Your task is to return, word for word, only the lines from the line with "the red tiled" through the close of the data. Exclude all pictures.

Natural language region descriptions:
•••

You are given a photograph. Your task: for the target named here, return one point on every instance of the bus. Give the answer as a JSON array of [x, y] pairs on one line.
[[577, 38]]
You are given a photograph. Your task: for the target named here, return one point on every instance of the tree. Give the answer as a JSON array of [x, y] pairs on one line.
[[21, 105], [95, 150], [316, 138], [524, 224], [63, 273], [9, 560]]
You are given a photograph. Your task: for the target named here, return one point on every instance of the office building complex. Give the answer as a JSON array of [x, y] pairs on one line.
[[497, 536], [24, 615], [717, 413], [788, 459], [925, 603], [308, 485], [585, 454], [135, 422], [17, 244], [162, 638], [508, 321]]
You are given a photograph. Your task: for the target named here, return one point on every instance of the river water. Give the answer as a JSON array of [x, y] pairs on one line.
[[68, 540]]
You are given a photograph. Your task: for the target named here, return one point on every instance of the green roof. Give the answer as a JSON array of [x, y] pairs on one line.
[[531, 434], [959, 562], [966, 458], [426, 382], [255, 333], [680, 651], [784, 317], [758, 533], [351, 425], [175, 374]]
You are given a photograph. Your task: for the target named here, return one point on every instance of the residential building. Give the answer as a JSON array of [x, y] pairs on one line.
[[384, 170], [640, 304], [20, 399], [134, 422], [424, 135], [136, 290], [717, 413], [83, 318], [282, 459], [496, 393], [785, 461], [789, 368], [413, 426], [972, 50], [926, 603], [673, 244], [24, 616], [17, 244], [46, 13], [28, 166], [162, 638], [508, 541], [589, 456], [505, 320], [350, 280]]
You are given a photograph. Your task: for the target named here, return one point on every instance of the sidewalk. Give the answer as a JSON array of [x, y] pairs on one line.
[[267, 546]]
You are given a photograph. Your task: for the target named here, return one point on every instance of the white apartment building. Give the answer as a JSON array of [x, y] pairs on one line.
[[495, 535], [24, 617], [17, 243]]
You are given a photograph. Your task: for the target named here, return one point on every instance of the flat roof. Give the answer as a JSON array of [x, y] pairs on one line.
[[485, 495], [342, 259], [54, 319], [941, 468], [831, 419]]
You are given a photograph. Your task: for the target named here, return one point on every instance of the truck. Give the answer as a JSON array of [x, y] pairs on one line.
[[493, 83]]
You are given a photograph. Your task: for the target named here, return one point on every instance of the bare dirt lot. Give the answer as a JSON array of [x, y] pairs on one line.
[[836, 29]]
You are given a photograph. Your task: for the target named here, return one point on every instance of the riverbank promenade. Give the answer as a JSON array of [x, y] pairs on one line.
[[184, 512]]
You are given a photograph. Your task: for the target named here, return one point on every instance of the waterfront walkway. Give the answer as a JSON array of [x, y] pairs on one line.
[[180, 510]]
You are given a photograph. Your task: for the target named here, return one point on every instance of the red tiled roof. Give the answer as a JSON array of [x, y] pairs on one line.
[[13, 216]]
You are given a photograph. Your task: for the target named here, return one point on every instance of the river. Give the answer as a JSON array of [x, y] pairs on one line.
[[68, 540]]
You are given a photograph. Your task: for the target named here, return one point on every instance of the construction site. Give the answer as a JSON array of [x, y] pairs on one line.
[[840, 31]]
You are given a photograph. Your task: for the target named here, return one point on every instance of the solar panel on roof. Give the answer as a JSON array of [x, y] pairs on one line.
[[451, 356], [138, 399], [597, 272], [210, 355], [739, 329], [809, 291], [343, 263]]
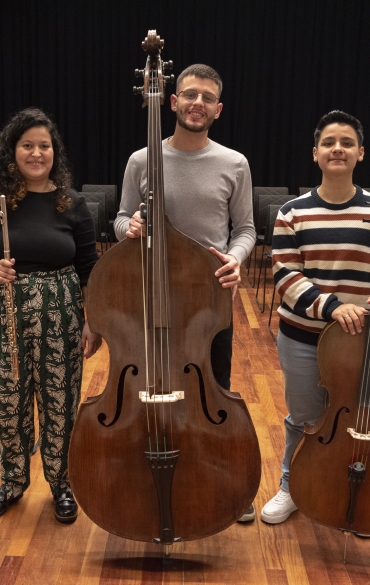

•••

*TASK OUTPUT:*
You are given a photograph. Your task: for the target named here, return one point on every instance of the red tiled roof. Give the answer as a JSON array of [x, y] pairs on one line.
[[13, 216]]
You are given a photograph. Your task: for the target named here, return one point on every instance of the river. Give the answer as a JSON array of [x, y] pairs on one line.
[[68, 540]]
You are given a photograph. Your task: for the target named here, return one point on every instance of the construction site. Give the answer as a JSON array of [x, y] pairs on one line.
[[840, 31]]
You are given a photograph. Your task: for the target named here, return one point on every instance of the solar panel on roof. Give the answer as a JSON array of [x, y] pairs on one line.
[[451, 356], [138, 399], [597, 272], [210, 355], [739, 329], [809, 291], [343, 263]]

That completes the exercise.